1

I have a string which has defined tags around specific words or sub-strings. For example:

text = 'Bring me to <xxx>ibis and the</xxx> in <ccc>NW</ccc> and the <sss>Jan</sss> 
<hhh>10</hhh>'

How can I get the strings <xxx>ibis and the</xxx>, <ccc>NW</ccc>, <sss>Jan</sss> and <hhh>10</hhh>. These tags can be anything but the tags covering a word or few words will be similar. Also, if a start or end tag is missing, I don't want that string to be returned. For example:

text = 'Bring me to <xxx>ibis and the in NW</ccc> and the <sss>Jan</sss> 
<hhh>10</hhh>'

In this case, only <sss>Jan</sss> and <hhh>10</hhh> has to be returned.

++++

Given task A:
Translate this sentence from the forum post on tagged substrings into Spanish: "Also, if a start or end tag is missing, I don't want that string to be returned."

++++

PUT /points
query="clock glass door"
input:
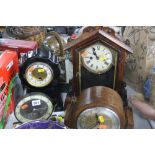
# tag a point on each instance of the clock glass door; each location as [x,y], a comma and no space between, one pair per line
[97,66]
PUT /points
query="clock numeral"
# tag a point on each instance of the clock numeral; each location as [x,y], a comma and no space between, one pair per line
[106,63]
[91,65]
[88,61]
[98,47]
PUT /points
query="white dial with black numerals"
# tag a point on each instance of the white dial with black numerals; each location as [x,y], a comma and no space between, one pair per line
[97,58]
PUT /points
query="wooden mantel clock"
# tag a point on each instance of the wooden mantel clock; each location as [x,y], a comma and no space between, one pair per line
[98,60]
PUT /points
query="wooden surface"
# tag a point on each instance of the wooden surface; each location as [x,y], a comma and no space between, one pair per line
[98,96]
[90,36]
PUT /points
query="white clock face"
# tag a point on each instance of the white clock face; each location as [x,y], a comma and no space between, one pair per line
[39,74]
[97,58]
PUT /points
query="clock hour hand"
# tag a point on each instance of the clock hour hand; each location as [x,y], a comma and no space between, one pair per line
[94,53]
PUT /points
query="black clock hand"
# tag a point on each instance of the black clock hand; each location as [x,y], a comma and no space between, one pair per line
[94,52]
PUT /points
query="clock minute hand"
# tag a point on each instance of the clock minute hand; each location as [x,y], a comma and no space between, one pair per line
[94,52]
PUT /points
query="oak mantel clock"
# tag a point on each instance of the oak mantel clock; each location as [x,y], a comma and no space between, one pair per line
[98,60]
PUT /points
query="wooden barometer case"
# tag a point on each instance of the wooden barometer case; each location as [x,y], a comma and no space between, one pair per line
[98,58]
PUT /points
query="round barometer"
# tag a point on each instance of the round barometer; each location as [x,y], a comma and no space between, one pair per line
[33,106]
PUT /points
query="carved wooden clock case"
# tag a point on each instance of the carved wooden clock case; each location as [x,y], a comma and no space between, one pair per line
[98,60]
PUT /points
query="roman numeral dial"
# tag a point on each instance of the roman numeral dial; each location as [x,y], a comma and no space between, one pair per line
[97,58]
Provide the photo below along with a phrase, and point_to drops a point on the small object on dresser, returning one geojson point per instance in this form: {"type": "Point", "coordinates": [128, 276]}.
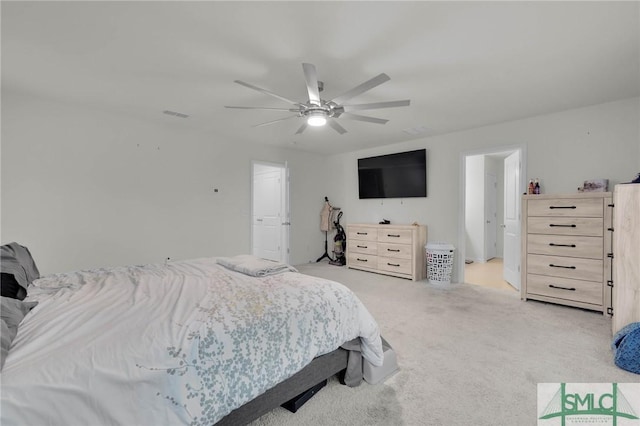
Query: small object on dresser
{"type": "Point", "coordinates": [596, 185]}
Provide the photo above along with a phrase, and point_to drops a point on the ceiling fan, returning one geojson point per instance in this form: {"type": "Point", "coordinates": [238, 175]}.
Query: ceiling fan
{"type": "Point", "coordinates": [319, 112]}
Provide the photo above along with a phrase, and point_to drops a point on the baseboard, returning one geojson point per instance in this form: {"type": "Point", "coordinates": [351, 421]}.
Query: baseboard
{"type": "Point", "coordinates": [295, 403]}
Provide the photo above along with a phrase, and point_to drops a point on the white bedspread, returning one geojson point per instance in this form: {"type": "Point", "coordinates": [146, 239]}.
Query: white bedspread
{"type": "Point", "coordinates": [166, 345]}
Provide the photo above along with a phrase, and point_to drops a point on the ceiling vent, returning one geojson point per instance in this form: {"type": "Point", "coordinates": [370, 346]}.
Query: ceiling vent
{"type": "Point", "coordinates": [415, 131]}
{"type": "Point", "coordinates": [175, 114]}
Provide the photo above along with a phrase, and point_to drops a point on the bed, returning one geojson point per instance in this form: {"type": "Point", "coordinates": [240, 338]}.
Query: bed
{"type": "Point", "coordinates": [191, 342]}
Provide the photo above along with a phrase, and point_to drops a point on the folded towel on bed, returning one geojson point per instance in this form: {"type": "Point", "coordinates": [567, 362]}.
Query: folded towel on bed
{"type": "Point", "coordinates": [254, 266]}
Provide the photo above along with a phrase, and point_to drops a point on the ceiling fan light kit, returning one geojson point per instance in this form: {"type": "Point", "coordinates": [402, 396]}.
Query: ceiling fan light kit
{"type": "Point", "coordinates": [316, 118]}
{"type": "Point", "coordinates": [318, 112]}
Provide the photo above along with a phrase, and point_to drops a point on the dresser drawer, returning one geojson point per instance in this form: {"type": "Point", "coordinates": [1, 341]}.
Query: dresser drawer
{"type": "Point", "coordinates": [566, 267]}
{"type": "Point", "coordinates": [363, 260]}
{"type": "Point", "coordinates": [565, 245]}
{"type": "Point", "coordinates": [587, 226]}
{"type": "Point", "coordinates": [402, 251]}
{"type": "Point", "coordinates": [399, 236]}
{"type": "Point", "coordinates": [401, 266]}
{"type": "Point", "coordinates": [587, 207]}
{"type": "Point", "coordinates": [564, 288]}
{"type": "Point", "coordinates": [363, 246]}
{"type": "Point", "coordinates": [362, 233]}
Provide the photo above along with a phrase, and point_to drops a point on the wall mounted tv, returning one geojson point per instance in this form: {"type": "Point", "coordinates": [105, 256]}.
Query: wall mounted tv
{"type": "Point", "coordinates": [400, 175]}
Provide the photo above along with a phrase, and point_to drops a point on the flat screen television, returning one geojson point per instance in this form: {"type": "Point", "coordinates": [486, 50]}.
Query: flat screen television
{"type": "Point", "coordinates": [400, 175]}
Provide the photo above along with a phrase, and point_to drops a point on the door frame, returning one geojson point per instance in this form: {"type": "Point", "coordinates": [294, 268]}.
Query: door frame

++++

Given task B:
Gather every line of the records that contains the string "wall". Case counts.

Written reply A:
Además, si falta una etiqueta de apertura o de cierre, no quiero que se devuelva esa cadena.

Written reply B:
Provide the photo above along with a phrase, and point_to drops a point on the wall mounted tv, returning one geojson point per instance in this form: {"type": "Point", "coordinates": [105, 256]}.
Query: wall mounted tv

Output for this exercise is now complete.